Document excerpt:
((

2) If India tests again - it's status as "mature nuclear weapon power" will instantly be questioned by the P5 who will say "hey - you really are a have-not" and therefore you must remain a have not.
3) if India tests again, it will serve as a licence for other nascent nuclear states to start testing again. Despite India's seeming "fight against nuclear apartheid" India itself wants to maintain a double standard in which India should be included among the P5 but CTBT etc should be applied to all nations after that. In other words even if India is given the same status as P5 India has no intention of cheering and welcoming new members such as Pakistan, Iran. North Korea etc.
I believe India is showing a double standard here which will come a cropper earlier if it tests and might work if it does not test.

))

Listing from a dataset:
((

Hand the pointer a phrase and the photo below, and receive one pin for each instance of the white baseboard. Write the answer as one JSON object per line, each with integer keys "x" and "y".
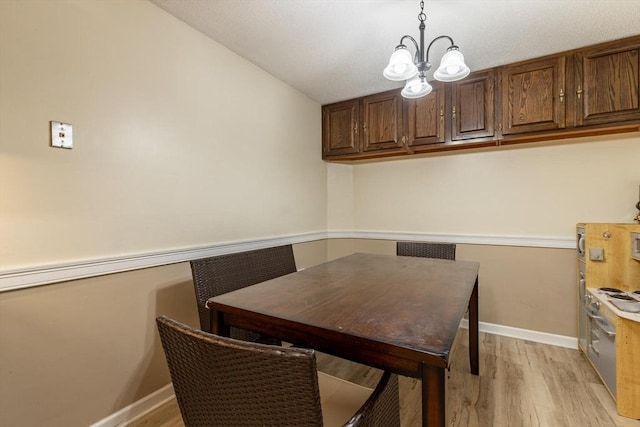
{"x": 525, "y": 334}
{"x": 159, "y": 397}
{"x": 43, "y": 275}
{"x": 137, "y": 409}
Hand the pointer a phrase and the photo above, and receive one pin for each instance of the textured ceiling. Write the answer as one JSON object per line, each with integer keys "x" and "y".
{"x": 333, "y": 50}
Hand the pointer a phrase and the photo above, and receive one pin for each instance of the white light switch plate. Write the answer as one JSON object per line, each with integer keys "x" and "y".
{"x": 61, "y": 135}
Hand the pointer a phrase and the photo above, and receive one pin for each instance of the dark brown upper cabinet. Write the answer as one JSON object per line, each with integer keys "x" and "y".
{"x": 606, "y": 83}
{"x": 340, "y": 123}
{"x": 367, "y": 126}
{"x": 472, "y": 110}
{"x": 584, "y": 92}
{"x": 382, "y": 122}
{"x": 425, "y": 119}
{"x": 533, "y": 95}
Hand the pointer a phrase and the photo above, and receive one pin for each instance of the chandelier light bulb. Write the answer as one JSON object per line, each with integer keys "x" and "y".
{"x": 403, "y": 66}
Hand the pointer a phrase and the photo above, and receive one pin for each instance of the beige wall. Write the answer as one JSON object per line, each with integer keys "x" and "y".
{"x": 177, "y": 141}
{"x": 84, "y": 349}
{"x": 538, "y": 191}
{"x": 180, "y": 143}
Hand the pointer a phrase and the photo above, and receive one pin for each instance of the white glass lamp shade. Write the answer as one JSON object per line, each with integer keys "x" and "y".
{"x": 452, "y": 67}
{"x": 416, "y": 88}
{"x": 401, "y": 66}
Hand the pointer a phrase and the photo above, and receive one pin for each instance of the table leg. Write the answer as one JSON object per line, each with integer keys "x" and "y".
{"x": 473, "y": 331}
{"x": 433, "y": 408}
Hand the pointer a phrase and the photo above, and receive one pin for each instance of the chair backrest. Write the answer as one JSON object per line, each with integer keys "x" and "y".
{"x": 225, "y": 273}
{"x": 427, "y": 250}
{"x": 225, "y": 382}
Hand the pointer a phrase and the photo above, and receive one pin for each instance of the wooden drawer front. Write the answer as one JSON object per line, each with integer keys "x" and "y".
{"x": 381, "y": 122}
{"x": 340, "y": 129}
{"x": 607, "y": 85}
{"x": 426, "y": 118}
{"x": 472, "y": 115}
{"x": 533, "y": 96}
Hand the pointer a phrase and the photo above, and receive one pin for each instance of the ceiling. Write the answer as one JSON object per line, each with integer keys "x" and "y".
{"x": 333, "y": 50}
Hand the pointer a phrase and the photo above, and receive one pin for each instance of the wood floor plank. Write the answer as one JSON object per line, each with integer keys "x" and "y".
{"x": 521, "y": 383}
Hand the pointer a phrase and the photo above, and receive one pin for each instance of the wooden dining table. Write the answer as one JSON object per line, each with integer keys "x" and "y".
{"x": 398, "y": 314}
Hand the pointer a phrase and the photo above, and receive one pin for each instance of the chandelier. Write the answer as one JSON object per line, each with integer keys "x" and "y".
{"x": 414, "y": 70}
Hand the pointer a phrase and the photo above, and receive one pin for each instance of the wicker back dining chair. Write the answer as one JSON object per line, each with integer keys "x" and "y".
{"x": 227, "y": 383}
{"x": 218, "y": 275}
{"x": 427, "y": 250}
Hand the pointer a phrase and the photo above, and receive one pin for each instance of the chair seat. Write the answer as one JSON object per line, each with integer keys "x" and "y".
{"x": 340, "y": 399}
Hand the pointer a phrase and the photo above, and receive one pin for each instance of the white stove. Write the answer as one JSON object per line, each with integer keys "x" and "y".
{"x": 624, "y": 301}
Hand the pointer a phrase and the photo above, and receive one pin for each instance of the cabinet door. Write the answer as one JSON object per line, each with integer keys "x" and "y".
{"x": 607, "y": 87}
{"x": 425, "y": 118}
{"x": 340, "y": 128}
{"x": 472, "y": 114}
{"x": 381, "y": 116}
{"x": 533, "y": 96}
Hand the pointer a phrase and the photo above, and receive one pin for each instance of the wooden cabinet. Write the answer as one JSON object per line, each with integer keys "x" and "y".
{"x": 472, "y": 111}
{"x": 372, "y": 125}
{"x": 382, "y": 122}
{"x": 606, "y": 88}
{"x": 340, "y": 128}
{"x": 453, "y": 115}
{"x": 425, "y": 119}
{"x": 533, "y": 96}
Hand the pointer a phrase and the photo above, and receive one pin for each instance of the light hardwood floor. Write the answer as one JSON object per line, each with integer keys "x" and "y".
{"x": 521, "y": 383}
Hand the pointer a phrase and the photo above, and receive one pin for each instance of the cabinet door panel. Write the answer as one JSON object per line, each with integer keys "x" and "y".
{"x": 340, "y": 128}
{"x": 426, "y": 122}
{"x": 473, "y": 107}
{"x": 533, "y": 96}
{"x": 607, "y": 84}
{"x": 382, "y": 121}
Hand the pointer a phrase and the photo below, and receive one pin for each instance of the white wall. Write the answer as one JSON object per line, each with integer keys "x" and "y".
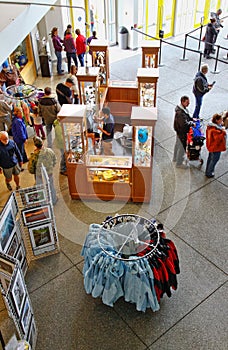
{"x": 21, "y": 25}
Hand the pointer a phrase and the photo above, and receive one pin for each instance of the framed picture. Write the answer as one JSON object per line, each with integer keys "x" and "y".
{"x": 41, "y": 237}
{"x": 25, "y": 316}
{"x": 18, "y": 292}
{"x": 13, "y": 245}
{"x": 6, "y": 266}
{"x": 5, "y": 281}
{"x": 35, "y": 196}
{"x": 32, "y": 333}
{"x": 38, "y": 214}
{"x": 7, "y": 224}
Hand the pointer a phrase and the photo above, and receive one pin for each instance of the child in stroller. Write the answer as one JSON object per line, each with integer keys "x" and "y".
{"x": 195, "y": 141}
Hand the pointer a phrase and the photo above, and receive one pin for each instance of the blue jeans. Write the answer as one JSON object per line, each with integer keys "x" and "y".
{"x": 199, "y": 100}
{"x": 81, "y": 59}
{"x": 212, "y": 160}
{"x": 49, "y": 135}
{"x": 180, "y": 149}
{"x": 74, "y": 57}
{"x": 59, "y": 61}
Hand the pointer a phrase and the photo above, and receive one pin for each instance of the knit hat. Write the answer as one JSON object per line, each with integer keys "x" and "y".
{"x": 37, "y": 141}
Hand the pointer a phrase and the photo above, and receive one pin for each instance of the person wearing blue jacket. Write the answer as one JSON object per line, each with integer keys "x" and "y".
{"x": 10, "y": 160}
{"x": 19, "y": 132}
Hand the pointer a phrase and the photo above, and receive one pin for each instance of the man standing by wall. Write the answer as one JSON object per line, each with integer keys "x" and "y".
{"x": 107, "y": 131}
{"x": 200, "y": 88}
{"x": 48, "y": 109}
{"x": 80, "y": 46}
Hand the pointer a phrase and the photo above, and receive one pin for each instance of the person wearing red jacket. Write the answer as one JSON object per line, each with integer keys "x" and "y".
{"x": 80, "y": 46}
{"x": 215, "y": 142}
{"x": 70, "y": 49}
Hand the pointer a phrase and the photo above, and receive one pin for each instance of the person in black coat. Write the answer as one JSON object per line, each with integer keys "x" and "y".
{"x": 182, "y": 123}
{"x": 210, "y": 35}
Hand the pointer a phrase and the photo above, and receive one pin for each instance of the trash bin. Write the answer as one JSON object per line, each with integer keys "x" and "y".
{"x": 123, "y": 38}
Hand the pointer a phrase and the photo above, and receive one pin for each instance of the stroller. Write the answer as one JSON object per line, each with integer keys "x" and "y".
{"x": 195, "y": 141}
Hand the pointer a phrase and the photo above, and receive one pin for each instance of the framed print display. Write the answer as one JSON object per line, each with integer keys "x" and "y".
{"x": 6, "y": 266}
{"x": 41, "y": 238}
{"x": 13, "y": 245}
{"x": 7, "y": 223}
{"x": 36, "y": 215}
{"x": 34, "y": 196}
{"x": 25, "y": 316}
{"x": 18, "y": 292}
{"x": 32, "y": 333}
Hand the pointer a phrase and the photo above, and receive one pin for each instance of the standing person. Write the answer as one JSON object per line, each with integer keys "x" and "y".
{"x": 64, "y": 92}
{"x": 209, "y": 38}
{"x": 80, "y": 46}
{"x": 215, "y": 142}
{"x": 182, "y": 124}
{"x": 57, "y": 43}
{"x": 218, "y": 24}
{"x": 48, "y": 108}
{"x": 69, "y": 29}
{"x": 200, "y": 88}
{"x": 73, "y": 76}
{"x": 19, "y": 132}
{"x": 46, "y": 156}
{"x": 60, "y": 145}
{"x": 107, "y": 131}
{"x": 5, "y": 116}
{"x": 10, "y": 160}
{"x": 70, "y": 49}
{"x": 92, "y": 37}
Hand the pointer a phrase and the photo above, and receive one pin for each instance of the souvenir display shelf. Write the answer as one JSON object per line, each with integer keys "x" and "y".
{"x": 93, "y": 175}
{"x": 150, "y": 51}
{"x": 100, "y": 58}
{"x": 147, "y": 86}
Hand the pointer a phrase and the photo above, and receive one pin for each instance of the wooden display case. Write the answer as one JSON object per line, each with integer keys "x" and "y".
{"x": 147, "y": 86}
{"x": 143, "y": 121}
{"x": 150, "y": 51}
{"x": 89, "y": 86}
{"x": 100, "y": 58}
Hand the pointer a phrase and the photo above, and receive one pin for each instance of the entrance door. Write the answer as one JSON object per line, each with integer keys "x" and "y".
{"x": 110, "y": 9}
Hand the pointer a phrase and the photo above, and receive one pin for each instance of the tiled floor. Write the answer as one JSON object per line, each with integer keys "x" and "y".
{"x": 194, "y": 211}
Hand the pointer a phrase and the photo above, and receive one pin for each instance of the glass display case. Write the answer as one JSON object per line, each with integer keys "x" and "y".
{"x": 100, "y": 58}
{"x": 147, "y": 86}
{"x": 150, "y": 51}
{"x": 89, "y": 87}
{"x": 143, "y": 121}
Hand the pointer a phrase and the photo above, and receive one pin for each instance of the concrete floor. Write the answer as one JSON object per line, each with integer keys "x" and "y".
{"x": 193, "y": 210}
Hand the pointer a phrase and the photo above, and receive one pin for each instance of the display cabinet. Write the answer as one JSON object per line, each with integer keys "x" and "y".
{"x": 150, "y": 51}
{"x": 143, "y": 121}
{"x": 147, "y": 86}
{"x": 89, "y": 86}
{"x": 100, "y": 58}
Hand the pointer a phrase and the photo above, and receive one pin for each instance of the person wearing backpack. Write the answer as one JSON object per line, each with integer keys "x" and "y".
{"x": 46, "y": 156}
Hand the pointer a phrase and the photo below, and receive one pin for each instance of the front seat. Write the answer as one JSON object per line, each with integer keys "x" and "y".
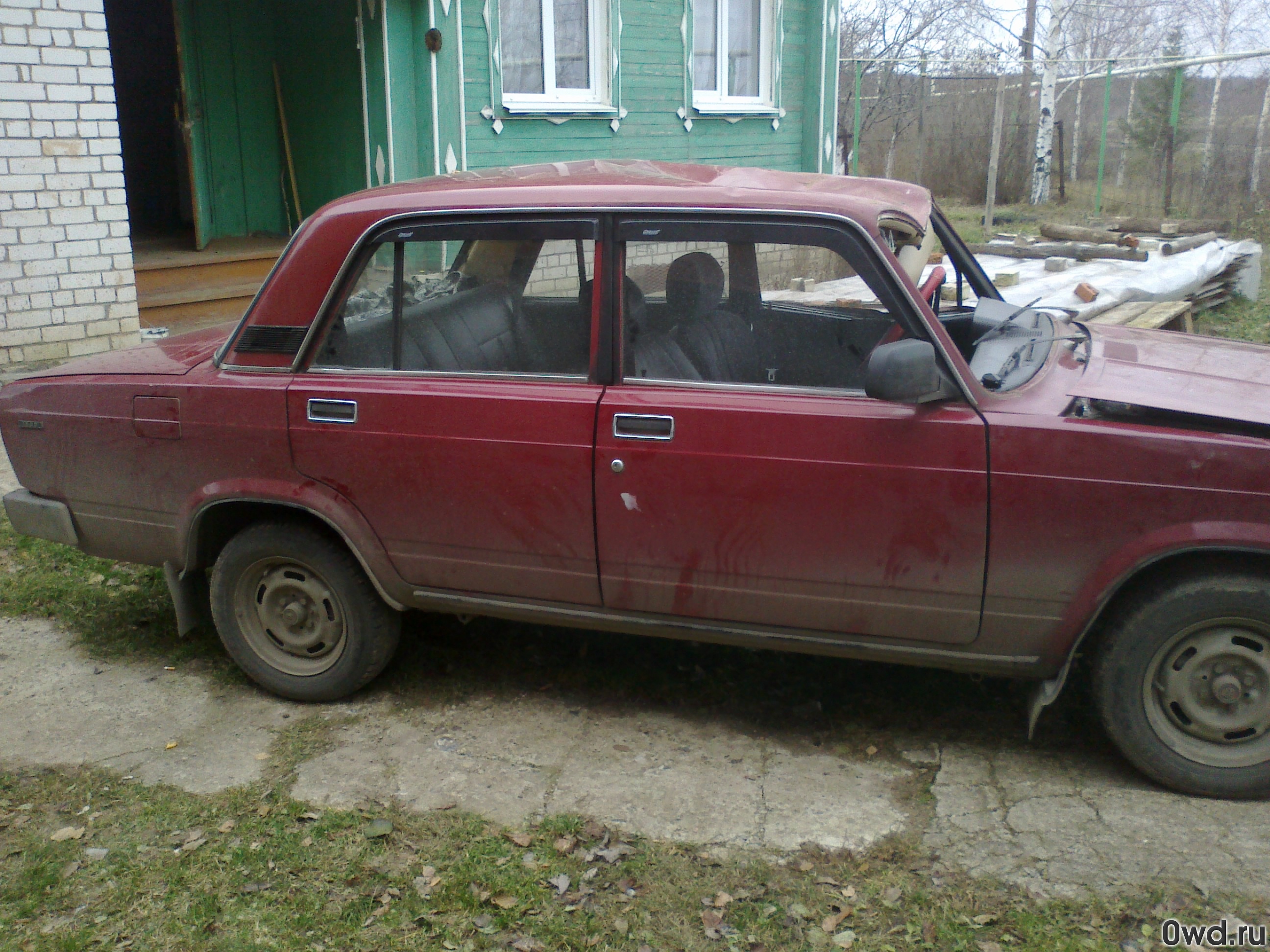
{"x": 719, "y": 343}
{"x": 651, "y": 351}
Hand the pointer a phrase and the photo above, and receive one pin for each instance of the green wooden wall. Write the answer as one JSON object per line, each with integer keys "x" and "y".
{"x": 651, "y": 85}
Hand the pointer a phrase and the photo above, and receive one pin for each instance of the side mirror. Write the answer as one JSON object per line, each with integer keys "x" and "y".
{"x": 907, "y": 372}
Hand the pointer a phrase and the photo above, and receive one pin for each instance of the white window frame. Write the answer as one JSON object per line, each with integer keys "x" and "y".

))

Challenge A: In the passage on India's nuclear testing, what would another Indian test serve as for other nascent nuclear states?
Challenge B: Continue the passage on India's nuclear testing, picking up after its final sentence.
The listing has no connection to the passage on India's nuclear testing.

Expected output A: It would serve as a licence for them to start testing again.

Expected output B:
I just wonder if India has the capacity to fight the P5 and make a parallel nuclear club in which India shares material and technology with non P5 nations in a new "Nuclear non aligned club". But India does not appear to have the technological strength or the moral courage to do that. In any case Indians were themselves as derisive of the "non aligned movement" as anyone els, and I suspect a new nuclear club of nuclear have nots trading technology will be treated with similar contempt by both the P5 and Indians. That means some parties in India will oppose it just because they are opposition parties.
In any case, even if India is able to withstand sanctions most of the have-not nations of the world will have their testimonial squeezed dry by the P5 if they were to oin India is a "neo-non-aligned parallel nuclear club" for trading nuke tech and material.